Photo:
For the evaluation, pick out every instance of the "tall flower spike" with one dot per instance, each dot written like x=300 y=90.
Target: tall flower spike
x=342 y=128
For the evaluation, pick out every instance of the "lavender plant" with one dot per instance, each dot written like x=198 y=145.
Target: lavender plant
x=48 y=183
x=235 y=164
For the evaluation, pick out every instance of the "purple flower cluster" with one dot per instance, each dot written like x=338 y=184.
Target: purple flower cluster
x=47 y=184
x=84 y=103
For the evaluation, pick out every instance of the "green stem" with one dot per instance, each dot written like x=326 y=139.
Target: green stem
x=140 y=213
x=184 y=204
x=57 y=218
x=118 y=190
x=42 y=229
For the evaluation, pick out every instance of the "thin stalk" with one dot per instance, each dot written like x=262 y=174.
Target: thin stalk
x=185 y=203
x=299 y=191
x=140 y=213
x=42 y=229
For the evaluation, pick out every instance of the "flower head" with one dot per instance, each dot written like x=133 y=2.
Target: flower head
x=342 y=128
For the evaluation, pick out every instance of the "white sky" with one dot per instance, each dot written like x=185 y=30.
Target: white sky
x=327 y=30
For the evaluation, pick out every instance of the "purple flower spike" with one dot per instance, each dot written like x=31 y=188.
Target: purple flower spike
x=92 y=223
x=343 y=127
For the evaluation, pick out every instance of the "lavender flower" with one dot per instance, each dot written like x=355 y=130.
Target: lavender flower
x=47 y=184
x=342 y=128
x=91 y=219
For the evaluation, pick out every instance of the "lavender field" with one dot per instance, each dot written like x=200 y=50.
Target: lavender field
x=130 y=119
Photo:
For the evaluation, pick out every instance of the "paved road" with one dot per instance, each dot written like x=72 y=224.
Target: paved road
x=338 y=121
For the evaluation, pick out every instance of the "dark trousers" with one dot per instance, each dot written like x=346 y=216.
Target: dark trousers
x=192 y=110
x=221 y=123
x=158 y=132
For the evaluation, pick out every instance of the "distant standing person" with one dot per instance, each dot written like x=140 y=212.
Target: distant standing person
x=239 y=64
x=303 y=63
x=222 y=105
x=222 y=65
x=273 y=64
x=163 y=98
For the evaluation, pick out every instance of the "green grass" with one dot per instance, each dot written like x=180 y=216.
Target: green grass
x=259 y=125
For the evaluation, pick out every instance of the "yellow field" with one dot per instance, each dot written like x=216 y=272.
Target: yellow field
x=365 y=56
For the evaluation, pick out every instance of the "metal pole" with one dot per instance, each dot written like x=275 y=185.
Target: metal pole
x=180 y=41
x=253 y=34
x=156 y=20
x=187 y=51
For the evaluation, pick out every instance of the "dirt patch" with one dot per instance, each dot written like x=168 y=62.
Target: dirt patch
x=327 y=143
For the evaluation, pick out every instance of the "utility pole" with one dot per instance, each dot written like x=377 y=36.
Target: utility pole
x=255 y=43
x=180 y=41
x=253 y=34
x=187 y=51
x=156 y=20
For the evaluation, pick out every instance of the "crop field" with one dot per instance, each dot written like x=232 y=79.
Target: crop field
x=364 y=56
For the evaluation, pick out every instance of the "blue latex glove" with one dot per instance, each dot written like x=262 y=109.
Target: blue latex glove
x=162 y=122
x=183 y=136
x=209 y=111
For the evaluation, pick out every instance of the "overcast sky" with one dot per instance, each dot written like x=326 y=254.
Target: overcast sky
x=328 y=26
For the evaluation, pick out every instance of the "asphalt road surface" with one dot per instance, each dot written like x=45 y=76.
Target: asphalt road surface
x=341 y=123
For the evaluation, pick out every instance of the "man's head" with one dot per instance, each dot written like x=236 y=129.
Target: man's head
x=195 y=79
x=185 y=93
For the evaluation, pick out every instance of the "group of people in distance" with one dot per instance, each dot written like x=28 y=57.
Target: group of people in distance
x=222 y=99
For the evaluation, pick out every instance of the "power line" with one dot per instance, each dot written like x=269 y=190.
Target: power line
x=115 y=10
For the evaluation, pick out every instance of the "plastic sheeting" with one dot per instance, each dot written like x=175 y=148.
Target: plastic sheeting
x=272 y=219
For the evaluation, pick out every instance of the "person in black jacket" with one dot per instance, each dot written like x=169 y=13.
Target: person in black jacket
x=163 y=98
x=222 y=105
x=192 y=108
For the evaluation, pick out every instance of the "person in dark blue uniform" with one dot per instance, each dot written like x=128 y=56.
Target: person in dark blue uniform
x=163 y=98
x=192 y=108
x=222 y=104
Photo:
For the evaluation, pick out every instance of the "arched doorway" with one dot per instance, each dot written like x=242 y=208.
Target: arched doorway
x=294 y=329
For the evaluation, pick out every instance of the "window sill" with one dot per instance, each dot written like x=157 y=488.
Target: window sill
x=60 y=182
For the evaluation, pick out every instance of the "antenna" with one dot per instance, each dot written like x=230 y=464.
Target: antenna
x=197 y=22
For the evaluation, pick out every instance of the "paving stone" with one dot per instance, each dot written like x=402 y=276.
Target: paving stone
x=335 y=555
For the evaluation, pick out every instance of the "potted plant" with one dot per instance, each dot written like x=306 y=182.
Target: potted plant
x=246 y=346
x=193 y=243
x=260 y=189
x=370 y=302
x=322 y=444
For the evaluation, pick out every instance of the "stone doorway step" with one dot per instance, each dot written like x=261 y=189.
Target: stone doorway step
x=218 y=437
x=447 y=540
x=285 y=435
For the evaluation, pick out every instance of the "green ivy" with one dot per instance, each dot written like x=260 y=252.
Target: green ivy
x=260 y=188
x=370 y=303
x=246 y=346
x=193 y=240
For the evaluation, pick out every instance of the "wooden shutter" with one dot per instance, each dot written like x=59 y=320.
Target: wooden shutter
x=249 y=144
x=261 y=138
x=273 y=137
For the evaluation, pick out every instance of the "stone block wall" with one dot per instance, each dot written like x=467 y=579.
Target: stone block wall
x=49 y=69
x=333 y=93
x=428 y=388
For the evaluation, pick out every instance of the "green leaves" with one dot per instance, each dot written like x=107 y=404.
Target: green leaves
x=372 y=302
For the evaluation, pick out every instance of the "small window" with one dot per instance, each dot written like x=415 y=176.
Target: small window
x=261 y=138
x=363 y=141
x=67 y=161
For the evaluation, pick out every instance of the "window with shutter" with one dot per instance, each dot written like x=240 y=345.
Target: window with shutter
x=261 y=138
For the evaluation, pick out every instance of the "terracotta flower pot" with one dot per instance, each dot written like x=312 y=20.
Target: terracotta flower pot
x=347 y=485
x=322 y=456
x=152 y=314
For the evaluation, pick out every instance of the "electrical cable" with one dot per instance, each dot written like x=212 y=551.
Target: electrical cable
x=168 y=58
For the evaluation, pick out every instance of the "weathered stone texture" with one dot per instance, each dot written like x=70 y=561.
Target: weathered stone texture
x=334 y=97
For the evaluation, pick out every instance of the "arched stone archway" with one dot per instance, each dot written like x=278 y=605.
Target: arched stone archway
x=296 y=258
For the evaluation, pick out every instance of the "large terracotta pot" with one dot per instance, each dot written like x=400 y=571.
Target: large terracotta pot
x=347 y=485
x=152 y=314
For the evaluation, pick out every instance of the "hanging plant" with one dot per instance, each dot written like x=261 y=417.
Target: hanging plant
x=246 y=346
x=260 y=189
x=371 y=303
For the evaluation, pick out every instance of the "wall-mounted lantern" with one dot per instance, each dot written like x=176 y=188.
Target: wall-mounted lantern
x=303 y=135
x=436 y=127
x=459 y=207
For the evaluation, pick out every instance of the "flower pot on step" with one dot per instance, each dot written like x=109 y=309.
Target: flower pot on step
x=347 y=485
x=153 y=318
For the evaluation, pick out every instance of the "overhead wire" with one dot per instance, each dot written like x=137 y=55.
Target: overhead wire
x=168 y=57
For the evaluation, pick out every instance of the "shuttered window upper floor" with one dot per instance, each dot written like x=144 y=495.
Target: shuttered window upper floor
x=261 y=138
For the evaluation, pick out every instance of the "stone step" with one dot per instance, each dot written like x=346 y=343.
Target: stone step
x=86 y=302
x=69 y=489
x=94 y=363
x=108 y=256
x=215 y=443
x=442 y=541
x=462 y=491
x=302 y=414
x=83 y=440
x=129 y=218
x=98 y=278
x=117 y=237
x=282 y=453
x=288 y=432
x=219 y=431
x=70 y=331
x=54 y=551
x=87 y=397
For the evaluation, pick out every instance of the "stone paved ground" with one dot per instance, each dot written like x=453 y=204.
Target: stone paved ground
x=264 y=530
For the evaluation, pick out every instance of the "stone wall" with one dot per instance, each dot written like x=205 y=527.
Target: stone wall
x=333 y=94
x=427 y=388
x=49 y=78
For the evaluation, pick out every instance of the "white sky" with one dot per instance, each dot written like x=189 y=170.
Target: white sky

### TASK
Every line from the one containing "like x=109 y=309." through the last line of the entries must be written out verbatim, and no other line.

### SOLVED EXERCISE
For the evaluation, pick out every instance of the "flower pot on step" with one dot per instance, each dot written like x=109 y=309.
Target: flower pot on step
x=347 y=485
x=153 y=318
For the evaluation, pick out every instance of the "overhead wire" with one dot per instance, each dot written like x=137 y=55.
Target: overhead wire
x=168 y=57
For the evaluation, pick out every instance of the "shuttered window upper floor" with one dot per instance, each dot written like x=144 y=495.
Target: shuttered window upper floor
x=261 y=138
For the evaluation, pick out every instance of the "stone step" with one dot per instance, each dot written like x=346 y=343.
Target: stone step
x=86 y=302
x=69 y=489
x=94 y=363
x=108 y=256
x=215 y=443
x=442 y=541
x=462 y=491
x=302 y=414
x=83 y=440
x=129 y=218
x=98 y=278
x=117 y=237
x=282 y=453
x=288 y=432
x=219 y=431
x=70 y=331
x=54 y=551
x=87 y=397
For the evaluation, pick out every instance of the "stone paved ground" with one dot per instance, each dot written like x=453 y=204.
Target: stone paved ground
x=264 y=530
For the evaluation, pick out every instance of the "stone wall" with one dot per instance, each dot written like x=205 y=527.
Target: stone wall
x=333 y=94
x=427 y=388
x=49 y=78
For the evaluation, pick out every instance of the "white sky" with one dot per instance, each dot written like x=189 y=170.
Target: white sky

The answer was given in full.